» **SET EXERCISE A**:
Answer these questions on the text about Alexander Kerensky:
(i) What centenary does October/November 2017 mark?
(ii) What was Kerensky's title at the crucial last stage?
(iii) Until what was the Provisional Government meant to hold power?
» **SET EXERCISE B**: Please pull out each line of the listing that contains the string "chin", and note that case counts.

» **TEXT SEGMENT**:
_ _ _ _ _ _ _
Archive for October, 2017

October/November 2017, depending on which calendar you use, charts the centenary of the Russian Revolution.
Who will dust off Vladimir Iliych Lenin, I wonder?
For myself, never able to follow the straight path, I’d like to remember ALEXANDER KERENSKY.

1
Alexander Kerensky has head of the Provisional Government in 1917, when Lenin and the Bolsheviks seized control.
Was he the head? His title was, at the crucial last stage, Second Minister-Chairman.
He had served the Prov Gov as Minister of Justice, and Minister of War, before this. He was also chairman of the all-important Petrograd Soviet. His credentials were good.

The Prov Gov consisted of a conglomerate of parties, groups, such as the powerful Social Revolutionary Party, the Mensheviks,  Kadets and many others with their own spheres of interest. It was a Provisional Government, because its function was to hold power after the fall of the Tsar, and until a new Constituent Assembly was formed, to decide what form Russia would take from thereon.
_ _ _ _ _ _ _
Records in a dataset
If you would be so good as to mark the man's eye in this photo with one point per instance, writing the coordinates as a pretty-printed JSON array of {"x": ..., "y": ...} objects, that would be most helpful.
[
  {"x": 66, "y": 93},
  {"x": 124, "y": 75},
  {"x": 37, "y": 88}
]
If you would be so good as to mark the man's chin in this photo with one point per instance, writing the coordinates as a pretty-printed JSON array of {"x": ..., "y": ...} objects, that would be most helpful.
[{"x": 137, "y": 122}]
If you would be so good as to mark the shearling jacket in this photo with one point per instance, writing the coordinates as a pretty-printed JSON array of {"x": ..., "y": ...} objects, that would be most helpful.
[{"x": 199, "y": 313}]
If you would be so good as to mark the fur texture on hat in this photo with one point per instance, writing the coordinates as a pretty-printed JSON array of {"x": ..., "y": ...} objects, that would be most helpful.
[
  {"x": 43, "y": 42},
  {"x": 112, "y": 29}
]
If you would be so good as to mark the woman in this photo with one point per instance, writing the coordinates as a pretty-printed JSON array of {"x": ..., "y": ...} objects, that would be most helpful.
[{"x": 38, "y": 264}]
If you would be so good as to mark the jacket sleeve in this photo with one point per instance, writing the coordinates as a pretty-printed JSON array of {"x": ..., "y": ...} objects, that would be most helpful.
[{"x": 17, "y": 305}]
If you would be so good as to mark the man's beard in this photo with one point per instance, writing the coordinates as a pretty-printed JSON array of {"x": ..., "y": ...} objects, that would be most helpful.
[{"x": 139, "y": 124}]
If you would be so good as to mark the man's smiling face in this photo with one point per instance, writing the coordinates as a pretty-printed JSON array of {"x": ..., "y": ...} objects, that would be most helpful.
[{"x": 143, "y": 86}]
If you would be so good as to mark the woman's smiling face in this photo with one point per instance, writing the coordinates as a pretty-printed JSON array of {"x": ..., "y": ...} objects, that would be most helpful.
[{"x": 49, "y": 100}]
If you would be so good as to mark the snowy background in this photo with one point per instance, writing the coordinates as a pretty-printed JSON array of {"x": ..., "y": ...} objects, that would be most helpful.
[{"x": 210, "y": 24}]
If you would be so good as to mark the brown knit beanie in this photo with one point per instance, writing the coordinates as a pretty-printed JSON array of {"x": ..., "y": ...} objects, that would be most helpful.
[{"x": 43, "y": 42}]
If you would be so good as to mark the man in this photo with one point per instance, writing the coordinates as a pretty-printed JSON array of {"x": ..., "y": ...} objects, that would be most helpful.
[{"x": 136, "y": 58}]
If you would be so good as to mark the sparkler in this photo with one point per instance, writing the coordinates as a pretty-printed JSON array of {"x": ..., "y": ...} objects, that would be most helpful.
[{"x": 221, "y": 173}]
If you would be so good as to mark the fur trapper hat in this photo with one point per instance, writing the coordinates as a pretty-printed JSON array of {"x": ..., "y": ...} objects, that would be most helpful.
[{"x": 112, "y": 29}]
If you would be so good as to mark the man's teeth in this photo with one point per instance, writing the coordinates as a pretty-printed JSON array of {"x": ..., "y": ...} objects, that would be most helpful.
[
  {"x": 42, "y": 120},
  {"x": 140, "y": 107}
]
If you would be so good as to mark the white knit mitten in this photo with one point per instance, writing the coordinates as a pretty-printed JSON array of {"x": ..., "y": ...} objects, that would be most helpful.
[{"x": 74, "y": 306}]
_ _ _ _ _ _ _
» **EXERCISE ANSWER A**:
(i) The centenary of the Russian Revolution.
(ii) Second Minister-Chairman.
(iii) Until a new Constituent Assembly was formed.

» **EXERCISE ANSWER B**:
If you would be so good as to mark the man's chin in this photo with one point per instance, writing the coordinates as a pretty-printed JSON array of {"x": ..., "y": ...} objects, that would be most helpful.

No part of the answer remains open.